_Stated goal:_ Exact reproduction of the data is required, with images excluded.

>> START Exercise materials

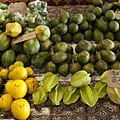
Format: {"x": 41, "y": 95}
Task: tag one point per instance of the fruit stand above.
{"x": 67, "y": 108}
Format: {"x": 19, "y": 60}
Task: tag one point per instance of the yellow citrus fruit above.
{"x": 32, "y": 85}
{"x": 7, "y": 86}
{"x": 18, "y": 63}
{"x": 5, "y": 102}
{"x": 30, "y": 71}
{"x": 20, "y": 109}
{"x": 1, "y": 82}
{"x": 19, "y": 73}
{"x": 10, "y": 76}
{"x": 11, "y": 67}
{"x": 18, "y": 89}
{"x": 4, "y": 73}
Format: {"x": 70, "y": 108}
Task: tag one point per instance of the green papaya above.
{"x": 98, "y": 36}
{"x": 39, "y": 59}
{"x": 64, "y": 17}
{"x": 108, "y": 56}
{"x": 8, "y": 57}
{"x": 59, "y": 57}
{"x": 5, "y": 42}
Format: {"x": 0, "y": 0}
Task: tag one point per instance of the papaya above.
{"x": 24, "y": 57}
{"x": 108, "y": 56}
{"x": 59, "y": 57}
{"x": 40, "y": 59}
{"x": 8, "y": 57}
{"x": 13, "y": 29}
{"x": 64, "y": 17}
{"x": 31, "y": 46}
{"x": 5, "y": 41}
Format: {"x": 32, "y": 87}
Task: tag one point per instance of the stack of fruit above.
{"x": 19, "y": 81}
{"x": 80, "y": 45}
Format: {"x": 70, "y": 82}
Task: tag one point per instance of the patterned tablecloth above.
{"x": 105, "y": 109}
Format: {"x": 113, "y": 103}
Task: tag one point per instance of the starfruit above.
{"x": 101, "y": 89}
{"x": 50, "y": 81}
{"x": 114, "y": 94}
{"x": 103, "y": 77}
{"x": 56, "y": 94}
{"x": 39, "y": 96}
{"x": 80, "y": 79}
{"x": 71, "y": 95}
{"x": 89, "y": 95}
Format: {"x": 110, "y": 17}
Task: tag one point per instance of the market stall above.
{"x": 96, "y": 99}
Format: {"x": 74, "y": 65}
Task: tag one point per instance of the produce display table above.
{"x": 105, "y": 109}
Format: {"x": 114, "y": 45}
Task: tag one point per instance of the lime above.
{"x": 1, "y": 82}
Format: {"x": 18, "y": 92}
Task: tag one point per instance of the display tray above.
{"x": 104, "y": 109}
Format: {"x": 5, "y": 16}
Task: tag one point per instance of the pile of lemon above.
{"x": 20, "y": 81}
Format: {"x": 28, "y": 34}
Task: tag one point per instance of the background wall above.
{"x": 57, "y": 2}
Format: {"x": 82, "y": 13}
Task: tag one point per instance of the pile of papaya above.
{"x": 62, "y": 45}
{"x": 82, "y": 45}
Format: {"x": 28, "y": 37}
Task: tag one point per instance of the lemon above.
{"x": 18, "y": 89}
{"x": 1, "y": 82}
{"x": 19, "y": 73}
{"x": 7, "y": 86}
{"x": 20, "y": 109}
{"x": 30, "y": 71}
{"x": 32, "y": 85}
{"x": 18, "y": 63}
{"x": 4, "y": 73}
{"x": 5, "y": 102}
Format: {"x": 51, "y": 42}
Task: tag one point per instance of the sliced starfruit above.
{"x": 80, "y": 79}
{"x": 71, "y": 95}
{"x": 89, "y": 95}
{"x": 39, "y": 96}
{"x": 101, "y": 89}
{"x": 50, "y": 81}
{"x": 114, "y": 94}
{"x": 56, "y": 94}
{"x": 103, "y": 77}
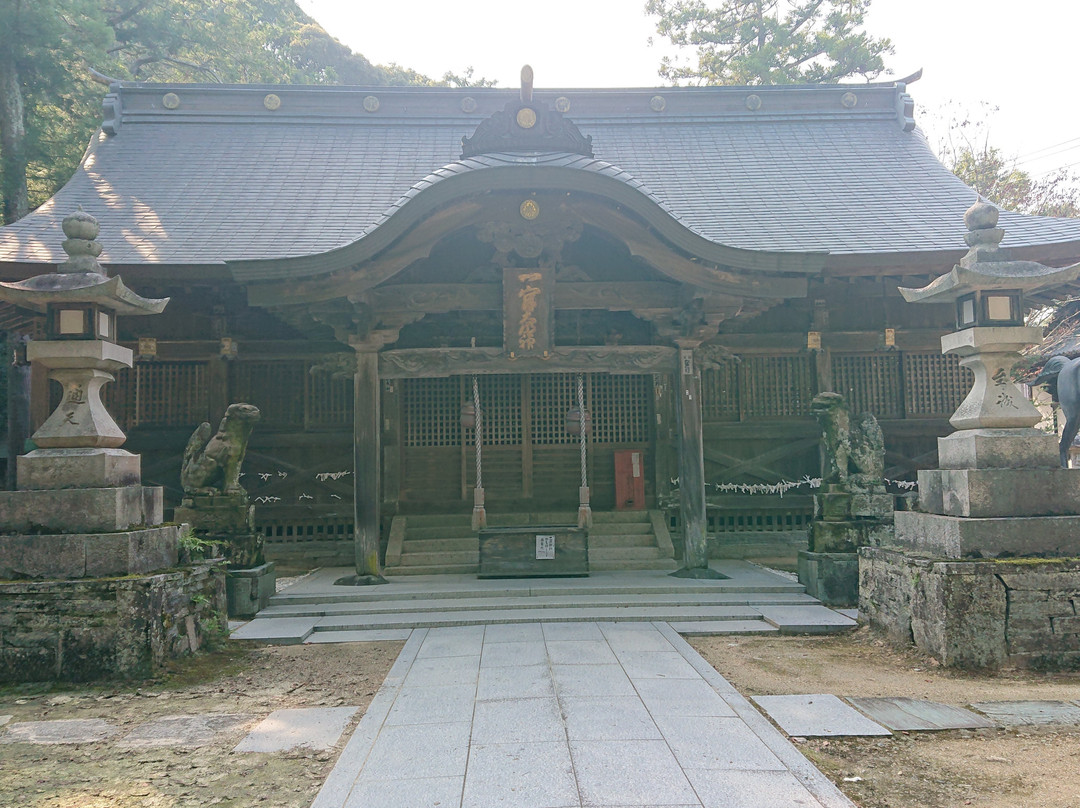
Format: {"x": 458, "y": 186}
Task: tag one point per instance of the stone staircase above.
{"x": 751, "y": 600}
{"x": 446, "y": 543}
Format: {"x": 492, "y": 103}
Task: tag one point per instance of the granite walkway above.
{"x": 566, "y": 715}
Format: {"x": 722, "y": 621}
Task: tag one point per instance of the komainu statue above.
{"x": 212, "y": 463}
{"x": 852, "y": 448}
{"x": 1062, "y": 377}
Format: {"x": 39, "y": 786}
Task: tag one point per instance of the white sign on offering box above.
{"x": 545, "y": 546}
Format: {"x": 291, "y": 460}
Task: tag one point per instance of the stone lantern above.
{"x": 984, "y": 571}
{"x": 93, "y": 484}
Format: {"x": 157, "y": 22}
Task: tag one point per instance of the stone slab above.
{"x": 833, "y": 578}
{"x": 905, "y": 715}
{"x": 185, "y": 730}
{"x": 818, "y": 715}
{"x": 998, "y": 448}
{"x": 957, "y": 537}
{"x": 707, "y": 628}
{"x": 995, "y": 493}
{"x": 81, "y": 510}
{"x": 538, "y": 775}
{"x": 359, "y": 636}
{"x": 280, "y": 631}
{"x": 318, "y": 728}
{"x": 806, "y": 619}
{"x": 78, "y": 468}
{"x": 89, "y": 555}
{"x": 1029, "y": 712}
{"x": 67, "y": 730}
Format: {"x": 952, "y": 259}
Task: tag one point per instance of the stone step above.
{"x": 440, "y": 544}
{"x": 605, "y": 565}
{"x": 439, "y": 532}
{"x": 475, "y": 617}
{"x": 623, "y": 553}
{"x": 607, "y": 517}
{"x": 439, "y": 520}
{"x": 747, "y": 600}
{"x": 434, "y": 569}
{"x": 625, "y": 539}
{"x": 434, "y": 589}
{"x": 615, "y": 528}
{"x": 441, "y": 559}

>> END Exercise materials

_Task answer:_
Format: {"x": 41, "y": 95}
Task: tag one point per instance of the fruit stand above.
{"x": 67, "y": 108}
Format: {"x": 19, "y": 60}
Task: tag one point per instance of the yellow citrus fruit above.
{"x": 32, "y": 85}
{"x": 7, "y": 86}
{"x": 18, "y": 63}
{"x": 5, "y": 102}
{"x": 30, "y": 71}
{"x": 20, "y": 109}
{"x": 1, "y": 82}
{"x": 19, "y": 73}
{"x": 10, "y": 76}
{"x": 11, "y": 67}
{"x": 18, "y": 89}
{"x": 4, "y": 73}
Format: {"x": 70, "y": 108}
Task: tag one point per instance of the green papaya above.
{"x": 98, "y": 36}
{"x": 39, "y": 59}
{"x": 64, "y": 17}
{"x": 108, "y": 56}
{"x": 8, "y": 57}
{"x": 59, "y": 57}
{"x": 5, "y": 42}
Format: {"x": 0, "y": 0}
Task: tag one point per instance of the papaya above.
{"x": 24, "y": 57}
{"x": 108, "y": 56}
{"x": 59, "y": 57}
{"x": 40, "y": 59}
{"x": 8, "y": 57}
{"x": 13, "y": 29}
{"x": 64, "y": 17}
{"x": 31, "y": 46}
{"x": 5, "y": 41}
Format: {"x": 32, "y": 87}
Task: tag one point per instance of the stack of fruit above.
{"x": 19, "y": 81}
{"x": 80, "y": 45}
Format: {"x": 70, "y": 82}
Task: tag one point per instance of the patterned tablecloth above.
{"x": 105, "y": 109}
Format: {"x": 113, "y": 103}
Task: tag one point per instance of the starfruit above.
{"x": 101, "y": 89}
{"x": 50, "y": 81}
{"x": 114, "y": 94}
{"x": 103, "y": 77}
{"x": 56, "y": 94}
{"x": 39, "y": 96}
{"x": 80, "y": 79}
{"x": 71, "y": 95}
{"x": 89, "y": 95}
Format: {"x": 110, "y": 17}
Task: tag one point per instance of the market stall above.
{"x": 96, "y": 99}
Format: {"x": 74, "y": 65}
Task: tag one point per instance of the produce display table above.
{"x": 105, "y": 109}
Format: {"x": 114, "y": 45}
Task: tag one point per instance of the lime above.
{"x": 1, "y": 82}
Format: {"x": 18, "y": 92}
Task: tag one point per instance of the display tray above.
{"x": 104, "y": 109}
Format: {"x": 5, "y": 16}
Task: tag one point per instance of the pile of lemon above.
{"x": 20, "y": 81}
Format: {"x": 28, "y": 34}
Task: tag one point per instance of the background wall above.
{"x": 57, "y": 2}
Format: {"x": 82, "y": 13}
Task: tag one point per instance of the pile of papaya above.
{"x": 62, "y": 45}
{"x": 82, "y": 45}
Format: {"x": 28, "y": 37}
Task: tag one point per instance of the lemon above.
{"x": 18, "y": 89}
{"x": 1, "y": 82}
{"x": 19, "y": 73}
{"x": 7, "y": 86}
{"x": 20, "y": 109}
{"x": 30, "y": 71}
{"x": 32, "y": 85}
{"x": 18, "y": 63}
{"x": 4, "y": 73}
{"x": 5, "y": 102}
Format: {"x": 51, "y": 42}
Task: tag one point per instance of the sliced starfruit above.
{"x": 80, "y": 79}
{"x": 71, "y": 95}
{"x": 89, "y": 95}
{"x": 39, "y": 96}
{"x": 101, "y": 89}
{"x": 50, "y": 81}
{"x": 114, "y": 94}
{"x": 56, "y": 94}
{"x": 103, "y": 77}
Format: {"x": 458, "y": 186}
Task: tag one point per instance of the stone staircase above.
{"x": 751, "y": 600}
{"x": 446, "y": 543}
Format: {"x": 492, "y": 103}
Task: tag one point per instance of the granite walkway above.
{"x": 566, "y": 715}
Format: {"x": 722, "y": 621}
Task: tag one point per instance of the komainu statue above.
{"x": 212, "y": 463}
{"x": 852, "y": 448}
{"x": 1062, "y": 377}
Format: {"x": 39, "y": 786}
Task: tag one point per instance of the white sign on offering box above.
{"x": 545, "y": 546}
Format: {"x": 291, "y": 460}
Task: tag one point per instance of the stone lantern above.
{"x": 984, "y": 571}
{"x": 93, "y": 484}
Format: {"x": 157, "y": 22}
Task: tag one point per instance of the stone slab above.
{"x": 833, "y": 578}
{"x": 905, "y": 715}
{"x": 185, "y": 730}
{"x": 818, "y": 715}
{"x": 998, "y": 448}
{"x": 957, "y": 537}
{"x": 707, "y": 628}
{"x": 995, "y": 493}
{"x": 81, "y": 510}
{"x": 538, "y": 775}
{"x": 359, "y": 636}
{"x": 280, "y": 631}
{"x": 318, "y": 728}
{"x": 806, "y": 619}
{"x": 78, "y": 468}
{"x": 89, "y": 555}
{"x": 1029, "y": 712}
{"x": 67, "y": 730}
Format: {"x": 952, "y": 259}
Task: tag one point per instance of the stone step above.
{"x": 440, "y": 544}
{"x": 605, "y": 565}
{"x": 439, "y": 532}
{"x": 475, "y": 617}
{"x": 623, "y": 553}
{"x": 607, "y": 517}
{"x": 439, "y": 520}
{"x": 747, "y": 600}
{"x": 434, "y": 569}
{"x": 625, "y": 539}
{"x": 434, "y": 589}
{"x": 615, "y": 528}
{"x": 441, "y": 559}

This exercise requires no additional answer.